◆ **Stated goal a**
Decide whether each statement agrees with the passage on lost and recovering species, answering yes or no and quoting the deciding words: (i) The last caribou in Maine disappeared around 1914. (ii) Attempts to introduce Newfoundland caribou to Maine have succeeded. (iii) Ralph Palmer's book "Maine Birds" came out in 1949.

* * *

In the bird world there are similar emotionally moving stories. During our time at the Cornell Lab of Ornithology we had the opportunity to listen to the 1987 recording of the haunting song of the last surviving male Kaua‘i ‘o‘o (a honeycreeper) echoing across the highlands of the Hawaiian Island of Kaua’i as he tried to attract a mate, but there were no longer any females left. Heartbreaking is the only way to describe the experience.
Maine has lost its share of species as well. In the late 1800s, hundreds of Eskimo curlews were sometimes seen in August and September in open barrens and fields in coastal areas. Ralph Palmer, in his 1949 seminal book, “Maine Birds,” recounts diary entries and letters from the 1870s describing thousands alighting in fields in North Yarmouth, South Portland, and Scarborough. After some detective work, Palmer also discovered that some of the last Eskimo curlews on the planet may have been four shot illegally at Schoodic Point on August 28, 1929.
Maine once had caribou, too, as evident by the various “caribou” names of mountains and bogs and streams and, of course, the Aroostook Country town of Caribou. But the last caribou in Maine disappeared around 1914. Several attempts at introducing Newfoundland caribou to the state have been unsuccessful.
But in all the sadness that comes from stories like these and that of Sudan, we must remember that we humans have the capacity to do what it takes to make things better.
We have success stories like the rebounding of populations of common eiders, wood ducks, terns, herons, and egrets after the passage of the Migratory Bird Treaty Act, the 100-year anniversary that we are now celebrating in this Year of the Bird.
We can’t forget how ospreys, bald eagles, and peregrine falcons are thriving today after they bounced back from the DDT era as a result of the formation of the Environmental Protection Agency and the passage of the historic Endangered Species Act.

* * *

◆ **Stated goal b**
Duplicate the entries from their very first line through the line containing "33L229 30L223 27L217", with both of those lines included.

◆ **Labeling and segmentation entries**

* * *

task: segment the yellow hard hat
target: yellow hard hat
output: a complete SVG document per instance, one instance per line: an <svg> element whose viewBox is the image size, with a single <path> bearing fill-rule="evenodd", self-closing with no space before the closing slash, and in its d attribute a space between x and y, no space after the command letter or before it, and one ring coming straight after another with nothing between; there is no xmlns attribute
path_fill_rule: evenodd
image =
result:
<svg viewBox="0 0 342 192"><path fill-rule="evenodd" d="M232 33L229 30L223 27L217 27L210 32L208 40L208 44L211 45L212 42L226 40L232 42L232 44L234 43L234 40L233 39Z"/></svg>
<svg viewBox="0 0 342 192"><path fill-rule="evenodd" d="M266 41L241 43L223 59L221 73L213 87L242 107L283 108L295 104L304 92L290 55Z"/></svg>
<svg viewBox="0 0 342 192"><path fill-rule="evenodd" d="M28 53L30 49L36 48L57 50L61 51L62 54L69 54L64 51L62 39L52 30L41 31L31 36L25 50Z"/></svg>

* * *

◆ **Result a**
(i) Yes: "But the last caribou in Maine disappeared around 1914."
(ii) No: "Several attempts at introducing Newfoundland caribou to the state have been unsuccessful."
(iii) Yes: "Ralph Palmer, in his 1949 seminal book, “Maine Birds,”"

◆ **Result b**
task: segment the yellow hard hat
target: yellow hard hat
output: a complete SVG document per instance, one instance per line: an <svg> element whose viewBox is the image size, with a single <path> bearing fill-rule="evenodd", self-closing with no space before the closing slash, and in its d attribute a space between x and y, no space after the command letter or before it, and one ring coming straight after another with nothing between; there is no xmlns attribute
path_fill_rule: evenodd
image =
result:
<svg viewBox="0 0 342 192"><path fill-rule="evenodd" d="M232 33L229 30L223 27L217 27L210 32L208 40L208 44L211 45L212 42L226 40L232 42L232 44L234 43L234 40L233 39Z"/></svg>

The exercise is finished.